Document
* * *

Discussion in 'Odds & Ends' started by quest01, Sep 16, 2012.
if wifi "on" drains battery then something is wrong.
Two batteries is the safe way to go. I bought the official extended battery for the S2, use that most of the time, but have the original battery (charged up) stored in my car as backup.
I also have something called a Power Monkey which is a portable charger type thing. Works really well and fast charging too: https://powertraveller.com/iwantsome/primatepower/powermonkeydiscovery/
But the vasty majority of the time, I get through an entire day fine with the S2.
The only thing that really burns through battery life are those 3D games, and all day long journeys in the car where everything is turned on to the max - GPS, phone SatNav / 3D live mapping/routing, max brightness, constant streaming audio/music via 3G, info/map/weather/traffic updates etc. The car cigarette lighter charger seems to barely keep up.
Agree with this.
True, but Apple peeps don't have that option. Can't remove the battery from the Iphone...
Power Monkey. Charges really quickly. The classic version is smaller and slightly more pocketable.
Or two iPhones then (seems like Apple peeps have to pay a premium for everything! ;-) )
Nah, we just buy a bunch of chargers. One for the car, the office and another for good measure.
Again, because unless an iPhone has battery issues, you don't need a second battery.
I have a friend with an HTC Thunderbolt. He gets 4 hours to a charge. Not 4 hours of use, 4 hours to a single charge...He needs two batteries, while iPhone users really don't.
Regardless, you can buy a power pack or a car charger for the same price as an extra battery, so it's not like the most power hungry apple users have zero options.
BTW, the Droid Razr Maxx doesn't have a removable battery, because it doesn't need one. The fact that Androids offer removable batteries isn't really a feature, it's a necessity because battery life on their devices has been relatively poor until this year.

* * *

Data listing
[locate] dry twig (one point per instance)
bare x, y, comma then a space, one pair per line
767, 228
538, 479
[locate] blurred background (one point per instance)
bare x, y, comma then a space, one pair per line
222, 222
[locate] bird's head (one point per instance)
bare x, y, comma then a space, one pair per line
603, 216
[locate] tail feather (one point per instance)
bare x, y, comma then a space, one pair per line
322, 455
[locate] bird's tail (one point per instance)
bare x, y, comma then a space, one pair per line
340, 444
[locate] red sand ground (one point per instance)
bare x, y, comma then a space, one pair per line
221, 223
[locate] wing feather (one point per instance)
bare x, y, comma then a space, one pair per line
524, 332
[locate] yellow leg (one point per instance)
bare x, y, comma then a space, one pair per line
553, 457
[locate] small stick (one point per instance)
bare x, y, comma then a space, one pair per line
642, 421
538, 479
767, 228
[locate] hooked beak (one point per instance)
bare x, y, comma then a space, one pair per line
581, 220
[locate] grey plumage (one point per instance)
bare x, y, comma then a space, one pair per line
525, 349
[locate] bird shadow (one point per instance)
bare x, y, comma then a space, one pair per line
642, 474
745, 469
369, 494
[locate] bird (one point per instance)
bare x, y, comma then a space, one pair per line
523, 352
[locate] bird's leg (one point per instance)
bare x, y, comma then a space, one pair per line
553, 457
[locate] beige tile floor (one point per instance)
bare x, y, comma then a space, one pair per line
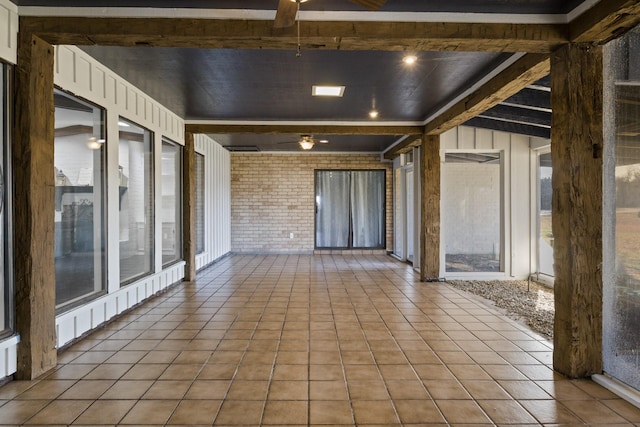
311, 340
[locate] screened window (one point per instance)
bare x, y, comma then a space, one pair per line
171, 202
136, 210
200, 187
350, 209
6, 283
80, 202
545, 232
472, 215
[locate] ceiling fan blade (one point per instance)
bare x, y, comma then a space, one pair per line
370, 4
286, 14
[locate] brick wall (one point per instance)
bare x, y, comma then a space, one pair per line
272, 195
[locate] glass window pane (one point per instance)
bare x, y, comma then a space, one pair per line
171, 202
398, 212
136, 210
5, 288
80, 189
200, 187
545, 234
621, 308
410, 213
472, 212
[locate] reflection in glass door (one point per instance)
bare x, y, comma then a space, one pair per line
410, 213
621, 237
5, 284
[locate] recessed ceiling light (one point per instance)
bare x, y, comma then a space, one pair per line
337, 91
410, 59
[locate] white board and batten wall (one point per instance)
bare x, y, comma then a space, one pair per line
78, 73
217, 206
517, 168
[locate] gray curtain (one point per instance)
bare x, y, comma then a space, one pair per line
332, 206
367, 204
350, 209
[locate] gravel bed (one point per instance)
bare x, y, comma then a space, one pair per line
531, 303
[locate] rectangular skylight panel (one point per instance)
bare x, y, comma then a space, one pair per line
336, 91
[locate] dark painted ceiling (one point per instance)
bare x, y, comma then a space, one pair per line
274, 86
226, 84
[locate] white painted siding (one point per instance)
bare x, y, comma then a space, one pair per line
78, 73
516, 228
8, 31
217, 210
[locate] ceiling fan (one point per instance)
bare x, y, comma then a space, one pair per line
288, 10
306, 142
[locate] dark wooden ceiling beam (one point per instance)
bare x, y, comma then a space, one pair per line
509, 127
523, 72
605, 21
519, 115
260, 34
312, 129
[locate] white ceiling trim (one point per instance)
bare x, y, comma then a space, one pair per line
253, 14
519, 122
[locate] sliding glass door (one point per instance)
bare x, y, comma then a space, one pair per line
350, 209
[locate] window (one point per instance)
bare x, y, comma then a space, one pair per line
171, 202
6, 281
545, 233
350, 209
621, 225
80, 202
136, 210
472, 212
200, 187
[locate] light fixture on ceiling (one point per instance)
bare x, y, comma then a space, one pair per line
306, 142
410, 59
319, 90
94, 143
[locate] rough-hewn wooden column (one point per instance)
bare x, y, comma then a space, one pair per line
576, 153
189, 207
430, 208
34, 208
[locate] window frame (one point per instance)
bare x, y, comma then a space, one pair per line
152, 215
350, 246
81, 300
178, 200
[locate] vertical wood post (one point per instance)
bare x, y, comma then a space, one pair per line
189, 207
34, 207
430, 208
576, 153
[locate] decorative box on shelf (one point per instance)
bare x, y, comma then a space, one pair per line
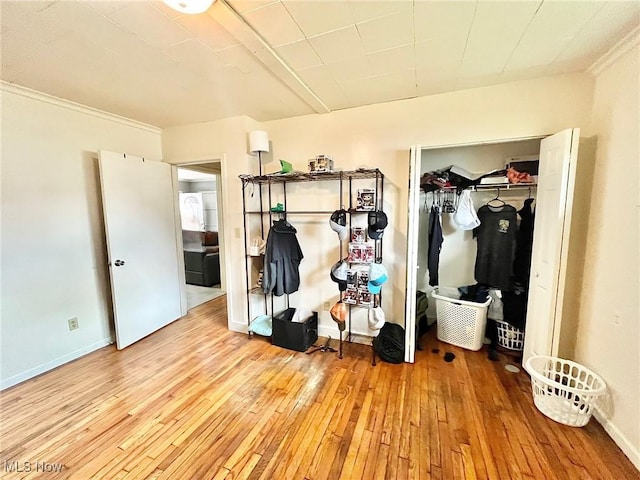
366, 199
321, 164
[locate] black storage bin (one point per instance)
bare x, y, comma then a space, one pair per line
297, 336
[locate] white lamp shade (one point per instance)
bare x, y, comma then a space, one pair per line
189, 6
258, 141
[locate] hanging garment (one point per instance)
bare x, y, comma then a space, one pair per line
524, 243
465, 215
282, 260
435, 244
496, 242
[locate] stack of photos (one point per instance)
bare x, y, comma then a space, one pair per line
358, 234
366, 199
361, 253
357, 292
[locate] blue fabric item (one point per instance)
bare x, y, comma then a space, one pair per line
262, 325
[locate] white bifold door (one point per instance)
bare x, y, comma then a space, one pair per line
140, 223
554, 205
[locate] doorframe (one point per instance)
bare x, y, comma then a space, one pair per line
185, 162
415, 162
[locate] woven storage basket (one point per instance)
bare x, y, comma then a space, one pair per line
563, 390
510, 337
460, 322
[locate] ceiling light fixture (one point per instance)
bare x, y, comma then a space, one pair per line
189, 6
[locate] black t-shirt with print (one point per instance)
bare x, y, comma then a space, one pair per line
496, 242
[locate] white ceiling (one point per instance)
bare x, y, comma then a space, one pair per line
271, 59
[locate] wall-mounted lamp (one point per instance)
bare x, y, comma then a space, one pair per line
258, 143
190, 6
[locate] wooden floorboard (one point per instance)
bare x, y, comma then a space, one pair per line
196, 401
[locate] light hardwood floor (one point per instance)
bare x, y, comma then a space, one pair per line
196, 401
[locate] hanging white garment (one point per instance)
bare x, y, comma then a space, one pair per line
465, 216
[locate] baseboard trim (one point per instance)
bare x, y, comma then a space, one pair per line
45, 367
618, 437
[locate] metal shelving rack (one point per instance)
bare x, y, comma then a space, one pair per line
283, 179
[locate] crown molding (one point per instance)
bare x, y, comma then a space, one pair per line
77, 107
623, 46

* * *

Exercise
Revise the battery discussion, starting at the words "Again, because unless" and ending after "until this year.", with "HTC Thunderbolt" changed to "Motorola Bionic".

Output below
Again, because unless an iPhone has battery issues, you don't need a second battery.
I have a friend with an Motorola Bionic. He gets 4 hours to a charge. Not 4 hours of use, 4 hours to a single charge...He needs two batteries, while iPhone users really don't.
Regardless, you can buy a power pack or a car charger for the same price as an extra battery, so it's not like the most power hungry apple users have zero options.
BTW, the Droid Razr Maxx doesn't have a removable battery, because it doesn't need one. The fact that Androids offer removable batteries isn't really a feature, it's a necessity because battery life on their devices has been relatively poor until this year.